___ Material for this exercise ___

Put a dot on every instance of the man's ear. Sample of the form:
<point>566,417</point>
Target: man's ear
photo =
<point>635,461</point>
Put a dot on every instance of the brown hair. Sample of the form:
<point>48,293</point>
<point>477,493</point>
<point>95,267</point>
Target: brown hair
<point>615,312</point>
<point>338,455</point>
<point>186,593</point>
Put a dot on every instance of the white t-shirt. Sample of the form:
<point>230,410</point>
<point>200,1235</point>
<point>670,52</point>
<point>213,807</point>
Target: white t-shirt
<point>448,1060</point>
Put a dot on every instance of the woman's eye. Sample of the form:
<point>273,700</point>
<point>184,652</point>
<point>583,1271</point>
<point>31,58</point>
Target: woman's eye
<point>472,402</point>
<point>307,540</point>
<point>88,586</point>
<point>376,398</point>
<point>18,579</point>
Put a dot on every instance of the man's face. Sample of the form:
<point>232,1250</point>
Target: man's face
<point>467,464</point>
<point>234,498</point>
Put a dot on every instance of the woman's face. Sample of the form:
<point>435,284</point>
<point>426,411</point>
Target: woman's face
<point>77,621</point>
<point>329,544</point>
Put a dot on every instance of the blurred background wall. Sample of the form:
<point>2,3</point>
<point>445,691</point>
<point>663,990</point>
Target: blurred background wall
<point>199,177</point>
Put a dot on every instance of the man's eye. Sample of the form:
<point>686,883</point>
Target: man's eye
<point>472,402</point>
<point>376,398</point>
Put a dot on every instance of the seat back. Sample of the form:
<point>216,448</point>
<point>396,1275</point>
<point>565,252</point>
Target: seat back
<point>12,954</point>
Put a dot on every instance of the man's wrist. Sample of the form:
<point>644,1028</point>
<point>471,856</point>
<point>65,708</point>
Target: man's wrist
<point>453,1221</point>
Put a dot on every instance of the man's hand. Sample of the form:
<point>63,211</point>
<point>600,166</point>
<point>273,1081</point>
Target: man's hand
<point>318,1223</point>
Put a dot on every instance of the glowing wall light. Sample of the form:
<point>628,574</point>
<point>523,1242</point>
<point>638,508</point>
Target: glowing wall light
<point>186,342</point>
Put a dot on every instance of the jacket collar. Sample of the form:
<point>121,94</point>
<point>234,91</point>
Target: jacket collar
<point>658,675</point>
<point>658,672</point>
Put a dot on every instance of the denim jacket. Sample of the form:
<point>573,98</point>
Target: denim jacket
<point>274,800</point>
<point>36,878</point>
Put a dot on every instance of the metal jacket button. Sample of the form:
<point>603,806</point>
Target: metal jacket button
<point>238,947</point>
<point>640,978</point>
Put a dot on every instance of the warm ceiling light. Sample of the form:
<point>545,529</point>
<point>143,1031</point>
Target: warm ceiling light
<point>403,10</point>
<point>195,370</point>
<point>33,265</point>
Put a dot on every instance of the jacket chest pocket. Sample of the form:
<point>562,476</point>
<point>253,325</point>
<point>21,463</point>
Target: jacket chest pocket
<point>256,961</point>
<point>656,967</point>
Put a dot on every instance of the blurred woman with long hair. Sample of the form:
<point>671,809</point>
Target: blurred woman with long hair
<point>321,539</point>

___

(The task): Nothing but the lines from the one holding "Target: metal jacket button" through the end of the listing above should appear, each exactly as given.

(Problem solution):
Target: metal jacket button
<point>238,947</point>
<point>640,978</point>
Put a dot on every instance of the warm ceiling light. Sample of the form:
<point>545,529</point>
<point>143,1031</point>
Target: warm ceiling light
<point>403,10</point>
<point>195,370</point>
<point>33,265</point>
Put a dot on every instance of the jacket chest pocket. Sample of the form:
<point>562,476</point>
<point>253,325</point>
<point>21,463</point>
Target: jacket chest pocket
<point>256,961</point>
<point>656,967</point>
Put a dot on every instance of the blurred woman with long hair. Sample of the form:
<point>671,809</point>
Target: blurred woman with long hair
<point>321,539</point>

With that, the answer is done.